- **GOALS**
1. Echo the thread on finding an integer's smallest divisor without an explicit square root, word for word from start to finish.
2. Render the stretch of the records from their start through the line containing "[439,0,1000,667]" as a Markdown table with the columns Row and Entry, one numbered row per line and blank lines skipped. Omit the pictures.

## Start PASSAGE GIVEN

Reputation: 1869

smallest divisor of an integer without computing the square root explcitly

This code gives the smallest divisor of an integer. But the problem is I have to calculate the square root. Is there a way so that I don't have to calculate the square root explicitly?

int d,r,n;
scanf("%d",&n);
if(n%2==0)
{
    printf("2 is ans"); 
}
else
{
    r=sqrt(n);
    d=3;
    while((n%d!=0)&&d<r)
    {
        d=d+2; 
    }
    if(n%d==0)
        printf("ans is %d",d);
    else
        printf("ans is 1");
}

Upvotes: 3

Answers (4)

jxh

Reputation: 70472

Since code-efficiency was one of the tags, tweak the answers provided a bit:

while ((n%d) && (d<n/d)) d+=2;

The compiler is more likely to reuse the result of the division operator this way.

Looking at the compiler output for gcc -O3 on the version of the loop I propose, there is only one division operation per iteration, and the result is used for both comparisons:

L18:
        cmpl    %esi, %ecx
        jle     L13
        movl    %ebx, %eax
        addl    $2, %esi
        cltd
        idivl   %esi
        testl   %edx, %edx
        movl    %eax, %ecx
        jne     L18
        .p2align 4,,15
L13:

While, the while ((n%d) && d*d < n) d+=2; version gives:

L8:
        movl    %ecx, %eax
        imull   %ecx, %eax
        cmpl    %ebx, %eax
        jge     L3
        movl    %ebx, %eax
        addl    $2, %ecx
        cltd
        idivl   %ecx
        testl   %edx, %edx
        jne     L8
        .p2align 4,,15
L3:

And it is clear it is doing both the multiplication and the division each iteration.

## End PASSAGE GIVEN
## Start ROWS

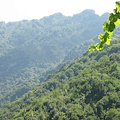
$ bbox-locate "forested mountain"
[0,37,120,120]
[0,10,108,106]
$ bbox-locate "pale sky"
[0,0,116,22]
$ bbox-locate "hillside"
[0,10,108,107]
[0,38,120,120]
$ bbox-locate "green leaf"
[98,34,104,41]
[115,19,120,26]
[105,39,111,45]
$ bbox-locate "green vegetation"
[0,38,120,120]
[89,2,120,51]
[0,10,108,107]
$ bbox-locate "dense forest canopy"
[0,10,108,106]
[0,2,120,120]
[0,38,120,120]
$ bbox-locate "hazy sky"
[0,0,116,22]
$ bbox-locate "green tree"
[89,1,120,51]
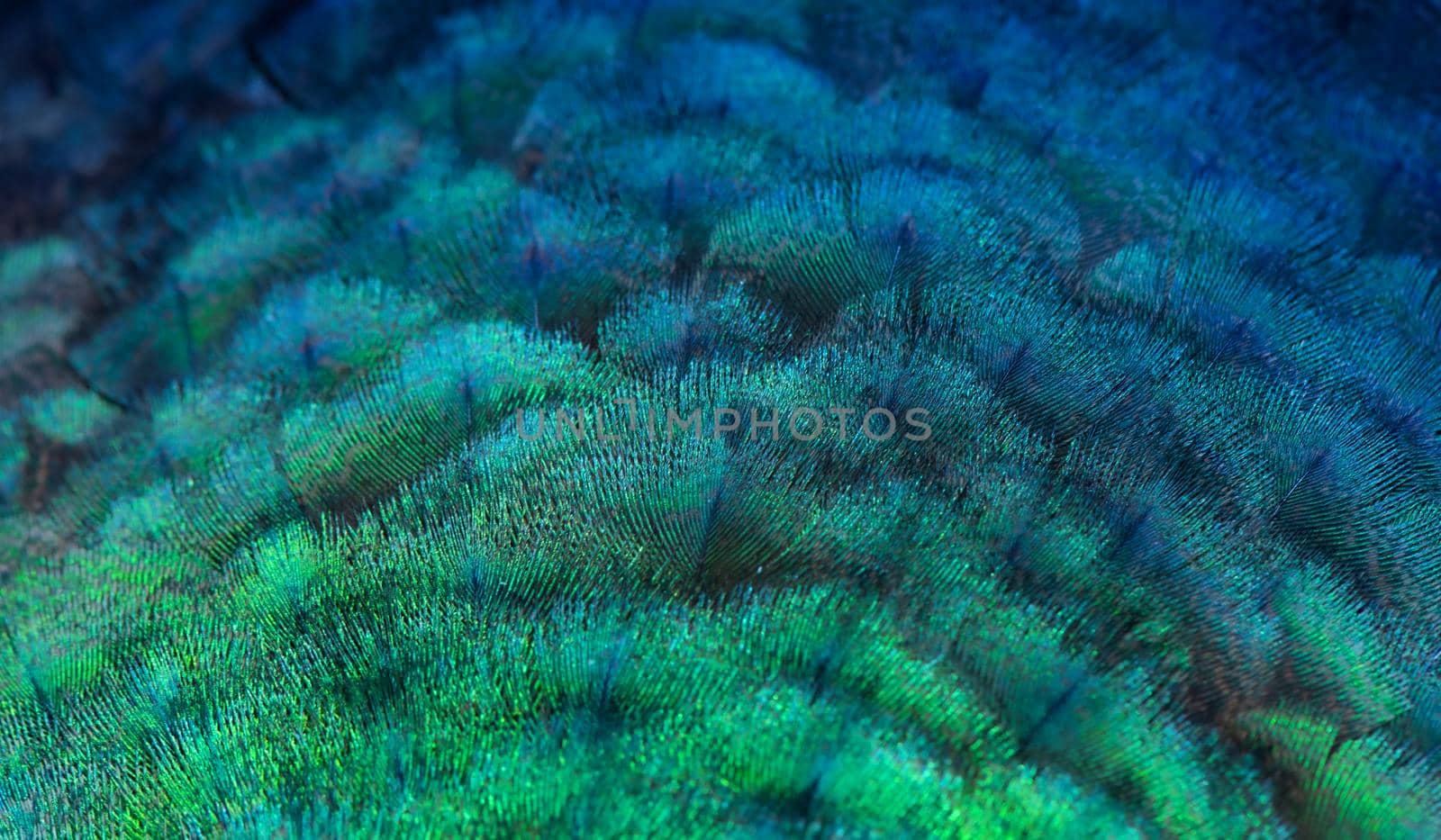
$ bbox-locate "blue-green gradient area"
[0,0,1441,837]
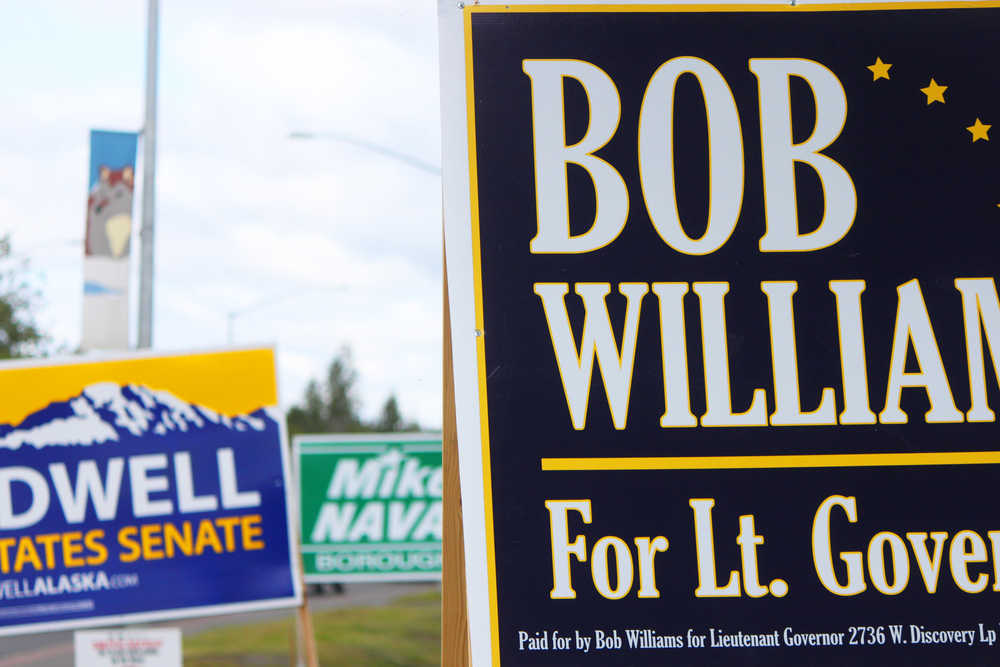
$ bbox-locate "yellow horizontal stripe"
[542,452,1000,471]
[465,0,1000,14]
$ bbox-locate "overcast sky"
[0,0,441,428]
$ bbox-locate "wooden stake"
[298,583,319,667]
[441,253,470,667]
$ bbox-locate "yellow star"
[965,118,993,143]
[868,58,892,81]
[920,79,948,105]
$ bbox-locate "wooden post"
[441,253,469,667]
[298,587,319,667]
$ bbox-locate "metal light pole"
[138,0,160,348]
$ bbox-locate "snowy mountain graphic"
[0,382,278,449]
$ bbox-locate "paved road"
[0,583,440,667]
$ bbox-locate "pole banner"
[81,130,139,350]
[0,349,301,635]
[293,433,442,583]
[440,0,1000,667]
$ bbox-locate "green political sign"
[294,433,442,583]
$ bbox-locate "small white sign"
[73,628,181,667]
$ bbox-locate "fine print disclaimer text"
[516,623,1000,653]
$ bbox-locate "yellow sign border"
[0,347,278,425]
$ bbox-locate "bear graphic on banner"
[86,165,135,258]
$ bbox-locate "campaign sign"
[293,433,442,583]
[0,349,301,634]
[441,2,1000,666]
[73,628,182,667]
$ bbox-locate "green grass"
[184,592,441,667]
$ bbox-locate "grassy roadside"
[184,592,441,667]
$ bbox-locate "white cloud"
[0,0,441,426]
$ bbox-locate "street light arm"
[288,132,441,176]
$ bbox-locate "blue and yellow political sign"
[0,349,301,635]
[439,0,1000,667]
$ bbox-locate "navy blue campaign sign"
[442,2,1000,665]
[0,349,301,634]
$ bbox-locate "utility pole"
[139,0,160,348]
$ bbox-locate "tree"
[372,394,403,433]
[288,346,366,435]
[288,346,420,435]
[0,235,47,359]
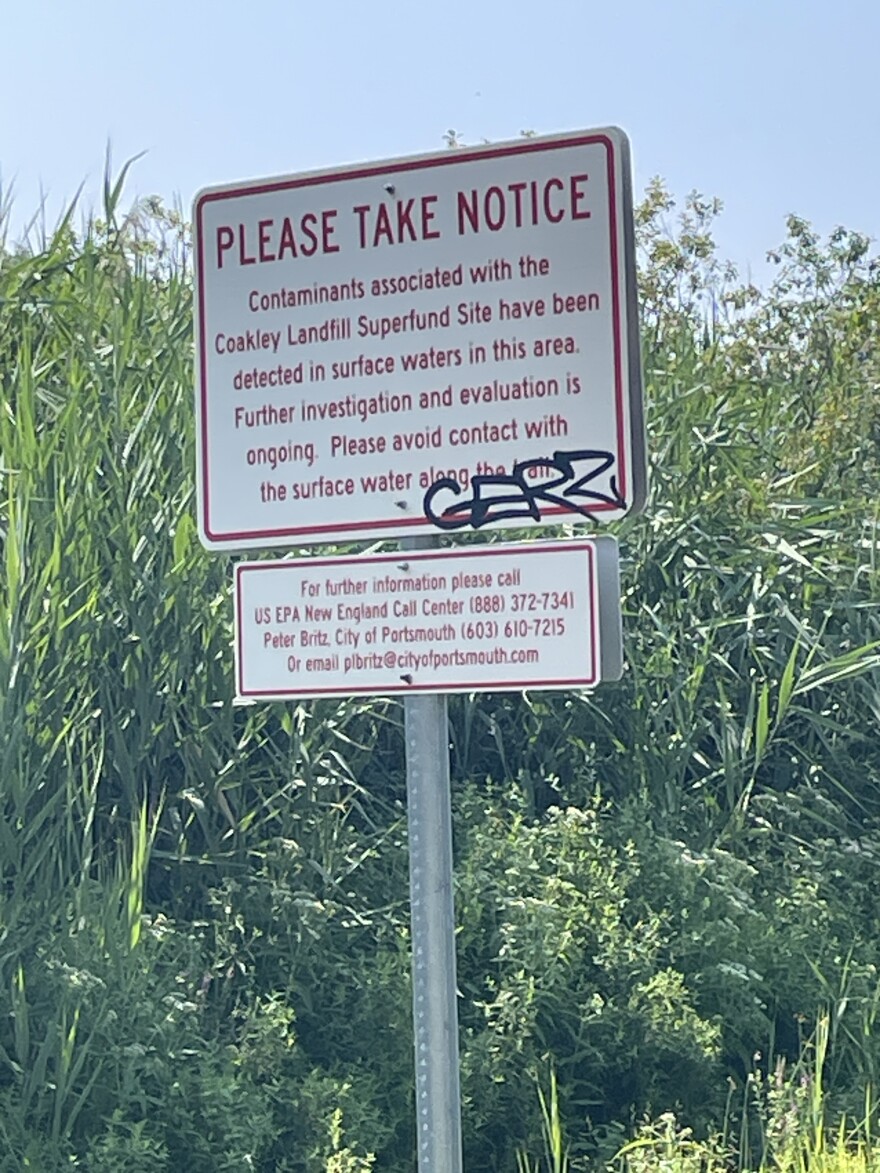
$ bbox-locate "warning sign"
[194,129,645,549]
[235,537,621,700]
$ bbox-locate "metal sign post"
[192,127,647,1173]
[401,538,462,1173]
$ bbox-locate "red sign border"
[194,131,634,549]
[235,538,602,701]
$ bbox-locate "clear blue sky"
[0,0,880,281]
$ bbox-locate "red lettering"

## End ROWS

- **ANSWER LIST**
1.
Reputation: 1869

smallest divisor of an integer without computing the square root explcitly

This code gives the smallest divisor of an integer. But the problem is I have to calculate the square root. Is there a way so that I don't have to calculate the square root explicitly?

int d,r,n;
scanf("%d",&n);
if(n%2==0)
{
    printf("2 is ans"); 
}
else
{
    r=sqrt(n);
    d=3;
    while((n%d!=0)&&d<r)
    {
        d=d+2; 
    }
    if(n%d==0)
        printf("ans is %d",d);
    else
        printf("ans is 1");
}

Upvotes: 3

Answers (4)

jxh

Reputation: 70472

Since code-efficiency was one of the tags, tweak the answers provided a bit:

while ((n%d) && (d<n/d)) d+=2;

The compiler is more likely to reuse the result of the division operator this way.

Looking at the compiler output for gcc -O3 on the version of the loop I propose, there is only one division operation per iteration, and the result is used for both comparisons:

L18:
        cmpl    %esi, %ecx
        jle     L13
        movl    %ebx, %eax
        addl    $2, %esi
        cltd
        idivl   %esi
        testl   %edx, %edx
        movl    %eax, %ecx
        jne     L18
        .p2align 4,,15
L13:

While, the while ((n%d) && d*d < n) d+=2; version gives:

L8:
        movl    %ecx, %eax
        imull   %ecx, %eax
        cmpl    %ebx, %eax
        jge     L3
        movl    %ebx, %eax
        addl    $2, %ecx
        cltd
        idivl   %ecx
        testl   %edx, %edx
        jne     L8
        .p2align 4,,15
L3:

And it is clear it is doing both the multiplication and the division each iteration.

2.
| Row | Entry |
|---|---|
| 1 | $ bbox-locate "forested mountain" |
| 2 | [0,37,120,120] |
| 3 | [0,10,108,106] |
| 4 | $ bbox-locate "pale sky" |
| 5 | [0,0,116,22] |
| 6 | $ bbox-locate "hillside" |
| 7 | [0,10,108,107] |
| 8 | [0,38,120,120] |
| 9 | $ bbox-locate "green leaf" |
| 10 | [98,34,104,41] |
| 11 | [115,19,120,26] |
| 12 | [105,39,111,45] |
| 13 | $ bbox-locate "green vegetation" |
| 14 | [0,38,120,120] |
| 15 | [89,2,120,51] |
| 16 | [0,10,108,107] |
| 17 | $ bbox-locate "dense forest canopy" |
| 18 | [0,10,108,106] |
| 19 | [0,2,120,120] |
| 20 | [0,38,120,120] |
| 21 | $ bbox-locate "hazy sky" |
| 22 | [0,0,116,22] |
| 23 | $ bbox-locate "green tree" |
| 24 | [89,1,120,51] |
| 25 | $ bbox-locate "blue-green gradient area" |
| 26 | [0,0,1441,837] |
| 27 | $ bbox-locate "yellow horizontal stripe" |
| 28 | [542,452,1000,471] |
| 29 | [465,0,1000,14] |
| 30 | $ bbox-locate "overcast sky" |
| 31 | [0,0,441,428] |
| 32 | $ bbox-locate "wooden stake" |
| 33 | [298,583,319,667] |
| 34 | [441,253,470,667] |
| 35 | $ bbox-locate "yellow star" |
| 36 | [965,118,993,143] |
| 37 | [868,58,892,81] |
| 38 | [920,79,948,105] |
| 39 | $ bbox-locate "wooden post" |
| 40 | [441,253,469,667] |
| 41 | [298,587,319,667] |
| 42 | $ bbox-locate "metal light pole" |
| 43 | [138,0,160,348] |
| 44 | $ bbox-locate "snowy mountain graphic" |
| 45 | [0,382,278,449] |
| 46 | $ bbox-locate "paved road" |
| 47 | [0,583,440,667] |
| 48 | $ bbox-locate "pole banner" |
| 49 | [81,130,139,350] |
| 50 | [0,349,301,635] |
| 51 | [293,433,442,583] |
| 52 | [440,0,1000,667] |
| 53 | $ bbox-locate "green political sign" |
| 54 | [294,433,442,583] |
| 55 | $ bbox-locate "small white sign" |
| 56 | [73,628,181,667] |
| 57 | $ bbox-locate "fine print disclaimer text" |
| 58 | [516,623,1000,653] |
| 59 | $ bbox-locate "yellow sign border" |
| 60 | [0,347,278,425] |
| 61 | $ bbox-locate "bear graphic on banner" |
| 62 | [86,165,135,258] |
| 63 | $ bbox-locate "campaign sign" |
| 64 | [293,433,442,583] |
| 65 | [0,349,301,634] |
| 66 | [441,2,1000,666] |
| 67 | [73,628,182,667] |
| 68 | $ bbox-locate "green grass" |
| 69 | [184,592,441,667] |
| 70 | $ bbox-locate "grassy roadside" |
| 71 | [184,592,441,667] |
| 72 | $ bbox-locate "white cloud" |
| 73 | [0,0,441,426] |
| 74 | $ bbox-locate "street light arm" |
| 75 | [288,132,441,176] |
| 76 | $ bbox-locate "blue and yellow political sign" |
| 77 | [0,349,301,635] |
| 78 | [439,0,1000,667] |